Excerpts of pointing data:
** START **

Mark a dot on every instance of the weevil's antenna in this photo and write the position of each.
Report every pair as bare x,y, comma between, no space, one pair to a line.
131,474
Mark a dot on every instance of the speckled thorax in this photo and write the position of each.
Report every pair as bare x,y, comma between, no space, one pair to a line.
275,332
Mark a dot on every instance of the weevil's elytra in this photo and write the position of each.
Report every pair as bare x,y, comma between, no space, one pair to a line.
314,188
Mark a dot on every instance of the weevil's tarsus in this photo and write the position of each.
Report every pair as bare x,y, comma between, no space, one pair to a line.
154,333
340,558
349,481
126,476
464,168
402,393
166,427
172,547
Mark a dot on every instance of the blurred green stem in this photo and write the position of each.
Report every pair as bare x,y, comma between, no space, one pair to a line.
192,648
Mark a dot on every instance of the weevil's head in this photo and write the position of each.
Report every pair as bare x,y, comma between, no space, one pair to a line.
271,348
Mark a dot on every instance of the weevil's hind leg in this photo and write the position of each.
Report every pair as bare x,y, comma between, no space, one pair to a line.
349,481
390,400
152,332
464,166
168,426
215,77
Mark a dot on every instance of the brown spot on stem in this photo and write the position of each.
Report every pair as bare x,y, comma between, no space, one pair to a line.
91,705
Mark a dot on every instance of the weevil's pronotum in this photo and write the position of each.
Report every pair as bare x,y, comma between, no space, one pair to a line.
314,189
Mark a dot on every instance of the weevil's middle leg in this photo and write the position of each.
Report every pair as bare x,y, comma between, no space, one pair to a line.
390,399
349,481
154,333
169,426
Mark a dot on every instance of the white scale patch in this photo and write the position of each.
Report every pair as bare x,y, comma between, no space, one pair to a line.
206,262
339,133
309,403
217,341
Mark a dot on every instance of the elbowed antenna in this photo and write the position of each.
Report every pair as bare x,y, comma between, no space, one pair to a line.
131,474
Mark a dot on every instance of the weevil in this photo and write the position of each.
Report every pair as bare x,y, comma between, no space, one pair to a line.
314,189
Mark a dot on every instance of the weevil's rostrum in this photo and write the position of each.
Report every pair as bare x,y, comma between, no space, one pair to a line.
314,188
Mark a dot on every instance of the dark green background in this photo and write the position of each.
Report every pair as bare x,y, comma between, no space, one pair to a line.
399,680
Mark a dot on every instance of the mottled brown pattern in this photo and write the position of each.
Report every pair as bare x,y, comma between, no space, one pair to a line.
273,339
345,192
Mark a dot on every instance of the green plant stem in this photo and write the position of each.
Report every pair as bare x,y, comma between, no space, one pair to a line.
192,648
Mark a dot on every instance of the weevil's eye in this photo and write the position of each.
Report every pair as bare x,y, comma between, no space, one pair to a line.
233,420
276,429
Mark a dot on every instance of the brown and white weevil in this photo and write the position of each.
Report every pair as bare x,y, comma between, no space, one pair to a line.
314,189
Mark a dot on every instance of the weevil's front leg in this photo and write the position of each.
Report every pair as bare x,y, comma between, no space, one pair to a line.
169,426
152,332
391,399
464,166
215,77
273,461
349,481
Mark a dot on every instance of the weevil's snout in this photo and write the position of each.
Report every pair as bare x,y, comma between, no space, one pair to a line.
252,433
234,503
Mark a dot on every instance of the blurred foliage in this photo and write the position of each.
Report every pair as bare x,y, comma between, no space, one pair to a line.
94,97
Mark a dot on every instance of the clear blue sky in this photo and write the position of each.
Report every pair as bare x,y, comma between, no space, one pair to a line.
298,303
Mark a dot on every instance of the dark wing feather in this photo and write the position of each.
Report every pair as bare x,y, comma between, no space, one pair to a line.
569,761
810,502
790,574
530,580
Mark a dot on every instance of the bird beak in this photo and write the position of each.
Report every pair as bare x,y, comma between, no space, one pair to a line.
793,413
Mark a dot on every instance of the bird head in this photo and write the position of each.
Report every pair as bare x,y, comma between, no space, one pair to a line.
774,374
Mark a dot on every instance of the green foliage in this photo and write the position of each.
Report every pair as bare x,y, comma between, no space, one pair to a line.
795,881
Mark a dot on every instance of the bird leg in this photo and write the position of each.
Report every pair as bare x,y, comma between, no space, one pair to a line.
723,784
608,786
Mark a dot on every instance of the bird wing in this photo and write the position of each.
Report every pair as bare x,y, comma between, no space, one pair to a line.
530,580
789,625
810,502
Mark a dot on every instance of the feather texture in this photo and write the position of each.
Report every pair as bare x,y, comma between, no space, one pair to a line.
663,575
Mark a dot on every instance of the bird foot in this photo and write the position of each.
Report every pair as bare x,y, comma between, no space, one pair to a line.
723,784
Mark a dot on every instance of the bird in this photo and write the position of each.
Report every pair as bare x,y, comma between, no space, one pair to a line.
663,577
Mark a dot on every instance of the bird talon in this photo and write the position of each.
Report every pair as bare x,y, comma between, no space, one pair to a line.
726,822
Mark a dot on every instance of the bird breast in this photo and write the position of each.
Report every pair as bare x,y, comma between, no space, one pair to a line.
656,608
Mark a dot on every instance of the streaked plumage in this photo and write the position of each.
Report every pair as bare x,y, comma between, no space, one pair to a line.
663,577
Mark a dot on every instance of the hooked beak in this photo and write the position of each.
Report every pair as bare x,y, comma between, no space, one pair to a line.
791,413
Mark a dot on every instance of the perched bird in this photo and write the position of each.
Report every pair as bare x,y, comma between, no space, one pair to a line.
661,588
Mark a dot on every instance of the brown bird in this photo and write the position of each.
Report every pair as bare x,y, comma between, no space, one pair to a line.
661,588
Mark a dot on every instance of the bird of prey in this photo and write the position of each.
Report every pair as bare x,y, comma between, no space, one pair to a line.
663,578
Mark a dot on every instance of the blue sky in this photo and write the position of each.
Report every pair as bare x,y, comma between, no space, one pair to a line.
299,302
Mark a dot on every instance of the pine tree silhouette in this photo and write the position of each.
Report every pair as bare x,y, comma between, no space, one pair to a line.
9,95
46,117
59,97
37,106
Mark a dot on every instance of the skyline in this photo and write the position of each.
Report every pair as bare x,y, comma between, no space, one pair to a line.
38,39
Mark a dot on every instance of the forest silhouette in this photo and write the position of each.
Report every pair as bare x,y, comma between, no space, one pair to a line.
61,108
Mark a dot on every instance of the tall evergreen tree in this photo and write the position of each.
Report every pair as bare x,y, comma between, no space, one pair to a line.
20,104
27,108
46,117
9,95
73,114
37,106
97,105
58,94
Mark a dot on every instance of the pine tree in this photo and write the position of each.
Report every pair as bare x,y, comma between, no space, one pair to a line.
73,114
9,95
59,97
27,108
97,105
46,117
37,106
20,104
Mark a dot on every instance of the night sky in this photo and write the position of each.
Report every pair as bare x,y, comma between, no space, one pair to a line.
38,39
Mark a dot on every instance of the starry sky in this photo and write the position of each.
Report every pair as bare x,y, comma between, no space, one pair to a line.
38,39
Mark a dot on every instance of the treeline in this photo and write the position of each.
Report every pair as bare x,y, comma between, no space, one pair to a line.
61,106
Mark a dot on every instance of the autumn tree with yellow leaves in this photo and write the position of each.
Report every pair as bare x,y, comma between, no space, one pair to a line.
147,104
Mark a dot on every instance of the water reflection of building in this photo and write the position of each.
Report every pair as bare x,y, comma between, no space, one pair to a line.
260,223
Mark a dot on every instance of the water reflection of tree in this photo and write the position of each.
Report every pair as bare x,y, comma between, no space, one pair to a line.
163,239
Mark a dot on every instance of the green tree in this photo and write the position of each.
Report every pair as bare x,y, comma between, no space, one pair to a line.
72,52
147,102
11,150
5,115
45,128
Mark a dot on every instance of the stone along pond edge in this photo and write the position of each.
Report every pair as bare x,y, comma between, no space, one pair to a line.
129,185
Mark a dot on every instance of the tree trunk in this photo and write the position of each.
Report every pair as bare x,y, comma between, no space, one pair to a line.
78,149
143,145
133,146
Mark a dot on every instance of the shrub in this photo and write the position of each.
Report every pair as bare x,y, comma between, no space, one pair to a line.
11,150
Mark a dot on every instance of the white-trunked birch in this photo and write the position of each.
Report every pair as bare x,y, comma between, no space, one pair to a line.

** END **

WHAT YOU NEED TO DO: Express the part of the material that opens with the line containing "Mark a dot on every instance of the white-trunked" and runs through the end of the material as a Markdown table with the columns Row and Line. Give each line its own numbered row and leave out any blank lines.

FULL RESPONSE:
| Row | Line |
|---|---|
| 1 | Mark a dot on every instance of the white-trunked birch in this photo and write the position of each. |
| 2 | Report every pair as bare x,y, comma between, no space, one pair to a line. |